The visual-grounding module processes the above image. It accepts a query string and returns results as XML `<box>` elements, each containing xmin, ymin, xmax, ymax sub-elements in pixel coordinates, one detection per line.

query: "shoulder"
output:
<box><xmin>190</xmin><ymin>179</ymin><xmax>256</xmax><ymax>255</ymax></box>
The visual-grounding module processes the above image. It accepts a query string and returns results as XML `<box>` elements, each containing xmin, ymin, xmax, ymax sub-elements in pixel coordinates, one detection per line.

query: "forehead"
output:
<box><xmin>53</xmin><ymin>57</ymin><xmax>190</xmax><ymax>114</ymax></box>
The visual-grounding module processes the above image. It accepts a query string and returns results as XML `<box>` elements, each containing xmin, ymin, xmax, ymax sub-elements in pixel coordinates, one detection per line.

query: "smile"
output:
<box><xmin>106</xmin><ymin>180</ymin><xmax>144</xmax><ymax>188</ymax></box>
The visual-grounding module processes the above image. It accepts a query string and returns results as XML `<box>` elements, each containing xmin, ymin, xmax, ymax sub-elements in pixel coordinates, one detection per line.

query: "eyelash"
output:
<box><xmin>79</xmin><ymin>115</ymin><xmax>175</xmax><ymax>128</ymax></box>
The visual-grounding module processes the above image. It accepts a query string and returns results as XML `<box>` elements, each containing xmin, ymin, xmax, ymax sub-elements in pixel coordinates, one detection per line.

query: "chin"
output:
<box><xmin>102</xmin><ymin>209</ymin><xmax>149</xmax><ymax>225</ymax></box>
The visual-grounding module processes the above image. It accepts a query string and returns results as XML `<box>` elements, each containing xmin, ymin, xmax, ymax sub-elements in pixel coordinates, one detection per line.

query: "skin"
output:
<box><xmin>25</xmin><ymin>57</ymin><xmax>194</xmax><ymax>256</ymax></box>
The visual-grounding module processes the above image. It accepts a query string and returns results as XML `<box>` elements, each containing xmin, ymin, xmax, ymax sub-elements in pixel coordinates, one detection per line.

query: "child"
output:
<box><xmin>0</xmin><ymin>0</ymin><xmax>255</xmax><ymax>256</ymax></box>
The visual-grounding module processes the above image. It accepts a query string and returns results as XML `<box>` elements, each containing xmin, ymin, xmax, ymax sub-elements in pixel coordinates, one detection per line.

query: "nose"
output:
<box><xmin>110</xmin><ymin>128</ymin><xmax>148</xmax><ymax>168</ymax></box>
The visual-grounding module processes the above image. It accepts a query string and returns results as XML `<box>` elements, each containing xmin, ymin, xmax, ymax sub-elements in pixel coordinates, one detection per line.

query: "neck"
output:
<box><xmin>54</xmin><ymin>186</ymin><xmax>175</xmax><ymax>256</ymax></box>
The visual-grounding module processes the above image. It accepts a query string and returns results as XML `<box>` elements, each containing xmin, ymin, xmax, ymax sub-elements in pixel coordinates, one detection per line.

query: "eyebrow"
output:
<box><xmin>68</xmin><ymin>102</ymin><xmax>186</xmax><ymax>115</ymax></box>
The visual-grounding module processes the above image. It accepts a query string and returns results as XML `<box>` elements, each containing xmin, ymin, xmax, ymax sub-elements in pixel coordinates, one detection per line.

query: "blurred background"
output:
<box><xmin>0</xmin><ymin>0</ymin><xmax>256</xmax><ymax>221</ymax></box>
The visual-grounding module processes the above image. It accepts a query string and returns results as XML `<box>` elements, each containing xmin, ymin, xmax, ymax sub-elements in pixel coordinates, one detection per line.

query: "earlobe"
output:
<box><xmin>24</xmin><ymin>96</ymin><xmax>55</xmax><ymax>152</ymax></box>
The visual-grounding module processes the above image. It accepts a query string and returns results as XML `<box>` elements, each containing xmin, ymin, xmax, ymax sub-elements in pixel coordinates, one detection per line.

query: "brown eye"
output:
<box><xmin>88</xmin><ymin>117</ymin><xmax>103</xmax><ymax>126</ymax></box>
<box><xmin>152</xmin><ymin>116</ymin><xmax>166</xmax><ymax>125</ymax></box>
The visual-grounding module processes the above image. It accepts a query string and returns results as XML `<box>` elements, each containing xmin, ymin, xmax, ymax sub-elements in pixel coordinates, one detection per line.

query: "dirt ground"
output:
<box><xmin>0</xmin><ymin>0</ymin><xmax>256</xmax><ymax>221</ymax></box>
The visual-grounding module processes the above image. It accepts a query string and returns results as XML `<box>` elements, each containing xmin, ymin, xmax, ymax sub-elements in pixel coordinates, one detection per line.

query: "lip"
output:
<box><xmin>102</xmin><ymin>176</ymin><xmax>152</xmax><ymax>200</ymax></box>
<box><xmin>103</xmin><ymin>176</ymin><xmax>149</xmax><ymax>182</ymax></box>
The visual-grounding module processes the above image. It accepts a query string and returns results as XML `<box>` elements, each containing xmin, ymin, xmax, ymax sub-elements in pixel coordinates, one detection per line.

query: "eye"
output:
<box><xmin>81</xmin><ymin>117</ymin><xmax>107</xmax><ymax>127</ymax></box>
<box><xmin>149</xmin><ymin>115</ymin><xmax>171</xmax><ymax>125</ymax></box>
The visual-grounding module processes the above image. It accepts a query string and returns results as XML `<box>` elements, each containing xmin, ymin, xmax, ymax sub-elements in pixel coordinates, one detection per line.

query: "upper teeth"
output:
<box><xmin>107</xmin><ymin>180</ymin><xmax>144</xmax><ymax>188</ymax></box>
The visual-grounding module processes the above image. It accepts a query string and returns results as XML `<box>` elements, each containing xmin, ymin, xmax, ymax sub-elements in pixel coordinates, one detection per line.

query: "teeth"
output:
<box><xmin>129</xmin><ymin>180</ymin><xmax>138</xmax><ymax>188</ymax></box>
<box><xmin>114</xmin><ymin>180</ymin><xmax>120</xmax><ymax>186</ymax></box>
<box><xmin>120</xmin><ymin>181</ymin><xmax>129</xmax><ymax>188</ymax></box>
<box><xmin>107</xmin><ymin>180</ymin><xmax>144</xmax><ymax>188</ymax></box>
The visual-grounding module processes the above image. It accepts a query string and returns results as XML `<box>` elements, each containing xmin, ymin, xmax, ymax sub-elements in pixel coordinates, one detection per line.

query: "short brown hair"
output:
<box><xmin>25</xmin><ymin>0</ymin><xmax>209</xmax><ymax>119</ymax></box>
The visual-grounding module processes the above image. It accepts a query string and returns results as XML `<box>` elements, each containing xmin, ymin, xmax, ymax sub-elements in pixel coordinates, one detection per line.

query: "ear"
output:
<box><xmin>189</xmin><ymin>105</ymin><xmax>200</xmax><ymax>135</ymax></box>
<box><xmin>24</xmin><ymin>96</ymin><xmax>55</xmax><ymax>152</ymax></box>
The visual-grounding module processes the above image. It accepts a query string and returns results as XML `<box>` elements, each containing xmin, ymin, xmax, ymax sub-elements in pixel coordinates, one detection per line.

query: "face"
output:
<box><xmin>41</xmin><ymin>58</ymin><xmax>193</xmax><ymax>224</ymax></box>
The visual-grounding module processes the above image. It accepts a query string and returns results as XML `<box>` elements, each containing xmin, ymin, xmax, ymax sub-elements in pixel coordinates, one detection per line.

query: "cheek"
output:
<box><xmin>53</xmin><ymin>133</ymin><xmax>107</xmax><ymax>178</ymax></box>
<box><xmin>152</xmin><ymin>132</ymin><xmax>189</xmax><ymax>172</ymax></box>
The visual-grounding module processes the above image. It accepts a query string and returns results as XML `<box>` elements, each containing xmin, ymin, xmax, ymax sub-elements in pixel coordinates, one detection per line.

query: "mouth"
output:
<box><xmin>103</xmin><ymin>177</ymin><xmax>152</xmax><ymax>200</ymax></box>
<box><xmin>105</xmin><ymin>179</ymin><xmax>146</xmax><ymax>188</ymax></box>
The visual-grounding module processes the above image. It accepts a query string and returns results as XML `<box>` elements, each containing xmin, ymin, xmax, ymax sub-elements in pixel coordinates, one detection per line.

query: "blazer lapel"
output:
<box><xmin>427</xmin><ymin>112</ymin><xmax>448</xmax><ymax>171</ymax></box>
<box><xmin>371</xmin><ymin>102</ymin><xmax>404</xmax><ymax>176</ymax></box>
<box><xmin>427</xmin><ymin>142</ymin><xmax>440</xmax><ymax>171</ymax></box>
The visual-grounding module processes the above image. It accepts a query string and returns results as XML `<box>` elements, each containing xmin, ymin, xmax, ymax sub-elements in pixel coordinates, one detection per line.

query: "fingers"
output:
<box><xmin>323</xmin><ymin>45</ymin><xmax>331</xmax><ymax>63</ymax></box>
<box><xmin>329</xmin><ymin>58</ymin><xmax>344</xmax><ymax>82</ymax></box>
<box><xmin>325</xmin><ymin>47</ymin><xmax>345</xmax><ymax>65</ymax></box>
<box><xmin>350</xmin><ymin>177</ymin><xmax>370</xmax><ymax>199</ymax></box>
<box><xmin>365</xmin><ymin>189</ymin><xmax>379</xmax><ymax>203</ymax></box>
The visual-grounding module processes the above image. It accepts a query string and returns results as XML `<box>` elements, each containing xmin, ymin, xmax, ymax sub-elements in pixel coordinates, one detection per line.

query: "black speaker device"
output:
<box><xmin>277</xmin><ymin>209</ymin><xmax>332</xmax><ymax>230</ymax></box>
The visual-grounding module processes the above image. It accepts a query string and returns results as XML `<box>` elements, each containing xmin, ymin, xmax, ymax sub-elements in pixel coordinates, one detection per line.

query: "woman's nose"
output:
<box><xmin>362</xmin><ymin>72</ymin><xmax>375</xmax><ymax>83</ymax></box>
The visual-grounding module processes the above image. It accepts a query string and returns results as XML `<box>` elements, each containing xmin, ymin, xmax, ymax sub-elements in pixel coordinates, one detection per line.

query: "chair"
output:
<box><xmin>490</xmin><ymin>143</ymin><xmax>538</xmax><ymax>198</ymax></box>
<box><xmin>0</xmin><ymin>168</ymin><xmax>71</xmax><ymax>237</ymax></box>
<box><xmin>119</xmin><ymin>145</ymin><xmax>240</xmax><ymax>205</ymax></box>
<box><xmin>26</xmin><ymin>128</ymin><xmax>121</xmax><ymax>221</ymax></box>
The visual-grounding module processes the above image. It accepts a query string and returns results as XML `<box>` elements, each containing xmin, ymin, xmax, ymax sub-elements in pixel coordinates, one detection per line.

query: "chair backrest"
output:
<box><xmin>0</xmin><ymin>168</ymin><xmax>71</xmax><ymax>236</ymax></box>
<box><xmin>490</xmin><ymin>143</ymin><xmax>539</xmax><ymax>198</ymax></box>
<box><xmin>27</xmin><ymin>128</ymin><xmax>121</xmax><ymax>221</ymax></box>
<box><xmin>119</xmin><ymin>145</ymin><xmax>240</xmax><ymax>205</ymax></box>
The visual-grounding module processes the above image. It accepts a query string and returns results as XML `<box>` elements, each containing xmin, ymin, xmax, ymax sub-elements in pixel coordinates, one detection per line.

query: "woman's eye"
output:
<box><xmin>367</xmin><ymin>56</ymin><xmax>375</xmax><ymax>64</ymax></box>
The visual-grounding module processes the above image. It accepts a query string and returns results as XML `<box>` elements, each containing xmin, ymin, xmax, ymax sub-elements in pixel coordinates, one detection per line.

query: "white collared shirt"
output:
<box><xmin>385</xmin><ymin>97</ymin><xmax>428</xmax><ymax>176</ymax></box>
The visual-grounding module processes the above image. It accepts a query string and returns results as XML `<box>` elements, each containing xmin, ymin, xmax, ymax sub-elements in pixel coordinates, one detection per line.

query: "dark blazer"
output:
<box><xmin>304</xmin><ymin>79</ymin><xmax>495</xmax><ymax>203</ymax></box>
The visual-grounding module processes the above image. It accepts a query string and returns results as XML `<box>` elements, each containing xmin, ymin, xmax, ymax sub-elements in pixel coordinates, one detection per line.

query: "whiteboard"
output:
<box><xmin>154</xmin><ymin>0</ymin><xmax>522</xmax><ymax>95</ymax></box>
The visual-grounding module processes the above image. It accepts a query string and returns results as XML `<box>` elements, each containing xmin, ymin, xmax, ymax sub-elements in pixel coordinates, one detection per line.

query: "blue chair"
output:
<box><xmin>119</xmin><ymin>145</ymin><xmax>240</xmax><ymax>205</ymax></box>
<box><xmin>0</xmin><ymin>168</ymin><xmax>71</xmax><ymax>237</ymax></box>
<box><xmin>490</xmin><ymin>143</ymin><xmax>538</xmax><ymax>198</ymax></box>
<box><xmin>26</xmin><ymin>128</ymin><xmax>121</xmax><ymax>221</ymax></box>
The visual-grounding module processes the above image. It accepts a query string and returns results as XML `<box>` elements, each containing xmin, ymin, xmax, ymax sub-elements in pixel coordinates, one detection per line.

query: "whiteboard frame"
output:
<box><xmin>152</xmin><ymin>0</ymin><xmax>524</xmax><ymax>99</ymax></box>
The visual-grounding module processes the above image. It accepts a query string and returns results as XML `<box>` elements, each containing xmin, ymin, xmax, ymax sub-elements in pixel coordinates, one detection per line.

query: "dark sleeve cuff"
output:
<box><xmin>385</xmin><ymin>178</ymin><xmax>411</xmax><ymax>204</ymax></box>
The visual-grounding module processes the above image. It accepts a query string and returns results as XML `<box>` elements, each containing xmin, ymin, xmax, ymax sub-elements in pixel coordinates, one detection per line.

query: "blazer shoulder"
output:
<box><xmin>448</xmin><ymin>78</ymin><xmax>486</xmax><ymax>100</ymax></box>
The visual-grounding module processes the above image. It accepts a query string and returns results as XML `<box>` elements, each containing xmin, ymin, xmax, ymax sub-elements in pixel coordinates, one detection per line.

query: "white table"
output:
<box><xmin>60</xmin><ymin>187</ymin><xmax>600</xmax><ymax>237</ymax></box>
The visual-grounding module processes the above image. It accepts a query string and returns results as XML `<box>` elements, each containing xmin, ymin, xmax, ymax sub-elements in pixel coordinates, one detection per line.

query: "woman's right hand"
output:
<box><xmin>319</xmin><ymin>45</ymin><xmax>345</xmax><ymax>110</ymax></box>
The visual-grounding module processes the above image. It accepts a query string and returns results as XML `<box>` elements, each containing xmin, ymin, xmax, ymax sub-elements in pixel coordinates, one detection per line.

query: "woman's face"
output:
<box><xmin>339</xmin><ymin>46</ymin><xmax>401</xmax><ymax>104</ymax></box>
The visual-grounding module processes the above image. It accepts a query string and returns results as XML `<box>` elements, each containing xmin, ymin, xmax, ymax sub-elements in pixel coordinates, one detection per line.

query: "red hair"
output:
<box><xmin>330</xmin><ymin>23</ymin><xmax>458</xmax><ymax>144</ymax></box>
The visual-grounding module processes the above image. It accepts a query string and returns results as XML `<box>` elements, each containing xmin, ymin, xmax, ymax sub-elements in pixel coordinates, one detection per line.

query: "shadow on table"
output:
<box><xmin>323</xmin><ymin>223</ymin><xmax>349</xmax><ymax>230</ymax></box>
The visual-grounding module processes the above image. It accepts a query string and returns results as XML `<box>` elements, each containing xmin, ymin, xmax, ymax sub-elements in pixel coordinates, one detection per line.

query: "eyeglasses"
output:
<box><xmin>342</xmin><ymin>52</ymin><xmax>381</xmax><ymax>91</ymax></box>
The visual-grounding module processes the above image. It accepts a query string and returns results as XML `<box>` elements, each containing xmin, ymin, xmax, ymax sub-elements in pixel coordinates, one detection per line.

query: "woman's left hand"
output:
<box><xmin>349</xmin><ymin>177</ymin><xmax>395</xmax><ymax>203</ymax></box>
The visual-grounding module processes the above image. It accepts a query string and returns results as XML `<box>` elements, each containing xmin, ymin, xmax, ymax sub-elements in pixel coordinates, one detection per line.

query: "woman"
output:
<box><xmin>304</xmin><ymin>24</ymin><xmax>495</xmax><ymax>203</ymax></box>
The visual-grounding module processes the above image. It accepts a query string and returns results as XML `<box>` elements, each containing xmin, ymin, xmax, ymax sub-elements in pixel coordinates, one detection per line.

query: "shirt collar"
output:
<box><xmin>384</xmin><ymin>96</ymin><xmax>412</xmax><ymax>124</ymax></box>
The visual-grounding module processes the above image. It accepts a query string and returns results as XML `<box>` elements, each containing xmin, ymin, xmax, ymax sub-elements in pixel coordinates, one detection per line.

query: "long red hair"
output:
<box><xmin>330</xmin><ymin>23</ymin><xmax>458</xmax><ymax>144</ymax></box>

------------

# AUSZUFÜHRENDE AUFGABE
Finde im Material jede Zeile, in der die Zeichenfolge „table“ vorkommt, und gib diese Zeilen vollständig wieder. Achte dabei auf Groß- und Kleinschreibung.

# ERGEBNIS DER AUFGABE
query: "white table"
query: "shadow on table"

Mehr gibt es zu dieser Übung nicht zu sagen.